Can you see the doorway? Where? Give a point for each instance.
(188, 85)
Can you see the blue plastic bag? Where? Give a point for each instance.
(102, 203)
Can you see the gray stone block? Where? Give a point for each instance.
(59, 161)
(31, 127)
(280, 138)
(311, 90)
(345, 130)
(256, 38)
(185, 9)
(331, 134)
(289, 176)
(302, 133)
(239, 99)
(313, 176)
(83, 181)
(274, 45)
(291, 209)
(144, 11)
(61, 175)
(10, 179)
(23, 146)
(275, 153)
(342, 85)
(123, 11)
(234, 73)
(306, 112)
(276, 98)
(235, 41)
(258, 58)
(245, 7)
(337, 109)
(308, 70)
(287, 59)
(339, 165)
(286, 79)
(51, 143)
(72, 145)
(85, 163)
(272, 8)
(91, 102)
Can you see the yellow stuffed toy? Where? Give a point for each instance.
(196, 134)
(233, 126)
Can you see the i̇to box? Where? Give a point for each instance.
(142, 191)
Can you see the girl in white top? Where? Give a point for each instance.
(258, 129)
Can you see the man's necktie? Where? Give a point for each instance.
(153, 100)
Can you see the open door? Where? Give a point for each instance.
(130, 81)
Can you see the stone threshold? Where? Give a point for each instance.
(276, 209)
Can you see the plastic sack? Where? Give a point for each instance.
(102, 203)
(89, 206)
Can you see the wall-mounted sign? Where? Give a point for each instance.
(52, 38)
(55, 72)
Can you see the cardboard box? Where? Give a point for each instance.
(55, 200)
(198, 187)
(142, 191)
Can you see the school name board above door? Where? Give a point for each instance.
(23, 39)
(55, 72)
========
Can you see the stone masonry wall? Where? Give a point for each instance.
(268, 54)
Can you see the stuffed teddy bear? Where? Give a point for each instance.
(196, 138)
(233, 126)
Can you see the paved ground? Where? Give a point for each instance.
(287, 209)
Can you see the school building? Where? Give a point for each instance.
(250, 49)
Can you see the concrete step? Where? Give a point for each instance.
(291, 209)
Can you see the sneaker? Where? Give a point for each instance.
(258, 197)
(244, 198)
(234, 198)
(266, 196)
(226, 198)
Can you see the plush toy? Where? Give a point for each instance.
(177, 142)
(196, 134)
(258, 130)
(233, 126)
========
== INSTRUCTION ==
Locate every line in the items above that contains the word "stone", and copy each of those lines.

== SOLUTION TO THE EXERCISE ==
Can you see the gray stone block? Where? Give a point for each instance.
Can you see the stone threshold? Where? Give a point for each instance.
Can you see the stone masonry wall? Where? Give a point for each instance.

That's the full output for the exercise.